» **Material for this exercise**:
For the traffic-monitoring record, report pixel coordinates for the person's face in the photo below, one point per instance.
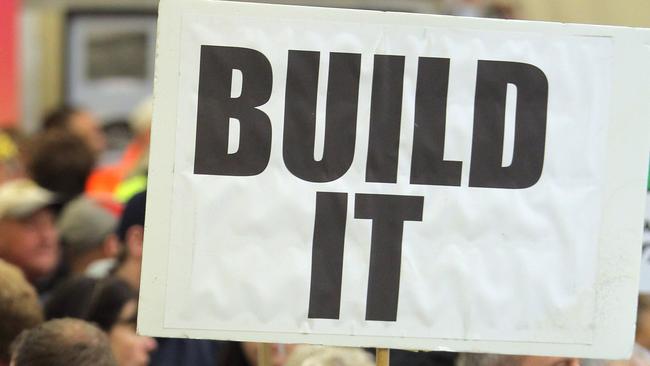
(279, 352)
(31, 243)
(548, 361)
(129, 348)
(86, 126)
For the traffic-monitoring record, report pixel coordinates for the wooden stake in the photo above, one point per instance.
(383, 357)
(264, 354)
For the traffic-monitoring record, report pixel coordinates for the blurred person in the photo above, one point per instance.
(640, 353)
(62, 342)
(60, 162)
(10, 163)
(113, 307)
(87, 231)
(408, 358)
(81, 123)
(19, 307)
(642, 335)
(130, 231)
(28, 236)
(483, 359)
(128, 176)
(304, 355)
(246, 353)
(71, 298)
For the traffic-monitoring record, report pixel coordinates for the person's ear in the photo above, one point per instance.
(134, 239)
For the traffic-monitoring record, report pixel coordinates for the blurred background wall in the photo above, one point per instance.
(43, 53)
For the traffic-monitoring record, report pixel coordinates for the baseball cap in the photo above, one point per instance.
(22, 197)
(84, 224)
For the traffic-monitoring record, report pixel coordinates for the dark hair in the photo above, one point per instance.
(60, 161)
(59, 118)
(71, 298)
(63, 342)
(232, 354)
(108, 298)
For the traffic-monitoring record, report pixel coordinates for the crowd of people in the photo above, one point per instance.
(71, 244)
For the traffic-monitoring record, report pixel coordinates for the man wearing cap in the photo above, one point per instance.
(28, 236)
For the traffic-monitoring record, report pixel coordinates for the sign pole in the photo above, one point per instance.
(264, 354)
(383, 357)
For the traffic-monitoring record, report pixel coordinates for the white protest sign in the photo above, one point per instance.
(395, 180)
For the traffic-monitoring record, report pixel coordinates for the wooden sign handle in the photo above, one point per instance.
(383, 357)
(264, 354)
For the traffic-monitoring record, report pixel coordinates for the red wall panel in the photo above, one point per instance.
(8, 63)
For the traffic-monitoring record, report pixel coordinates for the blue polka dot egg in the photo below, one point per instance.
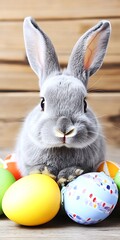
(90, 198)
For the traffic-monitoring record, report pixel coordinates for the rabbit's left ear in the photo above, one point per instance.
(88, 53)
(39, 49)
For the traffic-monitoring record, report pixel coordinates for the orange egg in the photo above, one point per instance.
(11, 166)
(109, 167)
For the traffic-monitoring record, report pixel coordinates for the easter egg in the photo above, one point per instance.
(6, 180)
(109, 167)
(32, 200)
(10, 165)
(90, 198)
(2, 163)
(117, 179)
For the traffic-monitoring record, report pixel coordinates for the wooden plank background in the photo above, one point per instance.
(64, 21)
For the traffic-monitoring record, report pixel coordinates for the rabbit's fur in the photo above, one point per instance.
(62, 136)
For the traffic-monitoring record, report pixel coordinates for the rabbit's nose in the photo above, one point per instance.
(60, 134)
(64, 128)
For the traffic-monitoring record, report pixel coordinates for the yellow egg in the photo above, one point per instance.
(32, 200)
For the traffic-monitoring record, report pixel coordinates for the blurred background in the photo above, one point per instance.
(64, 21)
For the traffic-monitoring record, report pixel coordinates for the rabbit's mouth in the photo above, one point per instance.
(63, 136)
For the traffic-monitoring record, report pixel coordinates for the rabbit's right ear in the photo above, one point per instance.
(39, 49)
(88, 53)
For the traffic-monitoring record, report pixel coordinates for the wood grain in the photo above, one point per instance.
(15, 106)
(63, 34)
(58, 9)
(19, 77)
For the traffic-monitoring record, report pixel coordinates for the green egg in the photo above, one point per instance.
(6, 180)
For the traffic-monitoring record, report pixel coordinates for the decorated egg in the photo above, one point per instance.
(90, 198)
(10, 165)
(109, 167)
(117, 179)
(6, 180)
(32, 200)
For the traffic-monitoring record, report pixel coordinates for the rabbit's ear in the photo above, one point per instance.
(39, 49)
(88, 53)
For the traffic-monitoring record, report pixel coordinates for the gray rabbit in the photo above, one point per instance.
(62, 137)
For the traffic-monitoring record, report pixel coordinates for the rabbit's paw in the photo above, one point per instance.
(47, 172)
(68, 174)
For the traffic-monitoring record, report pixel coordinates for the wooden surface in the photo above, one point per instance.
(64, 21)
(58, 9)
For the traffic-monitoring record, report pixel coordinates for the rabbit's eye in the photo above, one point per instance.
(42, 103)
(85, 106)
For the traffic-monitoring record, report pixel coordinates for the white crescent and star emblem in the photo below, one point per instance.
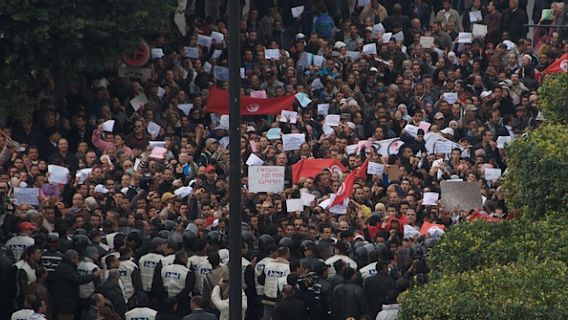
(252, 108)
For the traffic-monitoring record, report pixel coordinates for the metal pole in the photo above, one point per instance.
* * *
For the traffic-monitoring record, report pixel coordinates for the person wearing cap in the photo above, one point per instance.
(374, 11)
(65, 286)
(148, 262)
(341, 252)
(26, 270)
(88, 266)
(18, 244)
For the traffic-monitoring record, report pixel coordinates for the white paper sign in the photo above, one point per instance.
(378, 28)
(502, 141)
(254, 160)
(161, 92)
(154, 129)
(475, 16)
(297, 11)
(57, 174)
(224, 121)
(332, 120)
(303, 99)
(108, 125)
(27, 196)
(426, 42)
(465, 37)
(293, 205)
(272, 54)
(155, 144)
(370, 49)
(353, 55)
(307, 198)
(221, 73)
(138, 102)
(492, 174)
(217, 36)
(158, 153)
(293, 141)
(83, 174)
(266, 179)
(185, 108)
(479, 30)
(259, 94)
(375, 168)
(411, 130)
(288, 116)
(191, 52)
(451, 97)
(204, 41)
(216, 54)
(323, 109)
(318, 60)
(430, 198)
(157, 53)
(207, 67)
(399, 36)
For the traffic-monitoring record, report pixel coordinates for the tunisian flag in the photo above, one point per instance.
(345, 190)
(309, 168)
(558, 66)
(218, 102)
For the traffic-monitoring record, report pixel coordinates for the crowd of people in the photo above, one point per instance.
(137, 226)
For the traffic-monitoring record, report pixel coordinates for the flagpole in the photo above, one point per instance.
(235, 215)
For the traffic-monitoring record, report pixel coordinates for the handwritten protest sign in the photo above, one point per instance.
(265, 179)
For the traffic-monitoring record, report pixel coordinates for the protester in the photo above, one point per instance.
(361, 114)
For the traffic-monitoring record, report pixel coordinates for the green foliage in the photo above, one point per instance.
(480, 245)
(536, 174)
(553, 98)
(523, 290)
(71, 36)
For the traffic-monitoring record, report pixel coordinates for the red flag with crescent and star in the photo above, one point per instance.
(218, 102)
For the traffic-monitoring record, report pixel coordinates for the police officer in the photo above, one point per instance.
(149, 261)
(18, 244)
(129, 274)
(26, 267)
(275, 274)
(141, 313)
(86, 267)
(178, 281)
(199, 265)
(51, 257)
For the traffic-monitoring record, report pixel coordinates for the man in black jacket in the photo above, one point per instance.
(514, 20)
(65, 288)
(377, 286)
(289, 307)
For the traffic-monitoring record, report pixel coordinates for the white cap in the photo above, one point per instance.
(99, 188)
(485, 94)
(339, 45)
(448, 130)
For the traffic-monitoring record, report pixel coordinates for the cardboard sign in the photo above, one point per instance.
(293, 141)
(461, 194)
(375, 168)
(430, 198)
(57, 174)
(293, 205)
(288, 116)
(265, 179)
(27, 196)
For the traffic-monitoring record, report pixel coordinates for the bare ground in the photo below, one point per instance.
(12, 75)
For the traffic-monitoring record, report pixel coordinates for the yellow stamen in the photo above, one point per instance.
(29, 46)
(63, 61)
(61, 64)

» **Your task**: Could you rewrite the lines above, from the one containing "the rabbit's paw" through the one containing "for the metal", as a JSON list of strings with one string per line? Leave out the pictures and any blank lines.

» **Response to the exercise**:
[
  "For the traffic-monitoring record, report pixel coordinates for the rabbit's paw in the photo above, one point per instance.",
  "(47, 172)",
  "(68, 174)",
  "For the traffic-monitoring record, report pixel coordinates for the wooden surface in the photo above, one point per instance.",
  "(64, 21)",
  "(58, 9)",
  "For the traffic-monitoring record, report pixel coordinates for the rabbit's eye in the photo above, one point per instance.",
  "(42, 103)",
  "(85, 106)",
  "For the traffic-monitoring record, report pixel coordinates for the white crescent and star emblem in the photo below, one point per instance.",
  "(252, 108)",
  "For the traffic-monitoring record, report pixel coordinates for the metal pole in the photo above, one point per instance."
]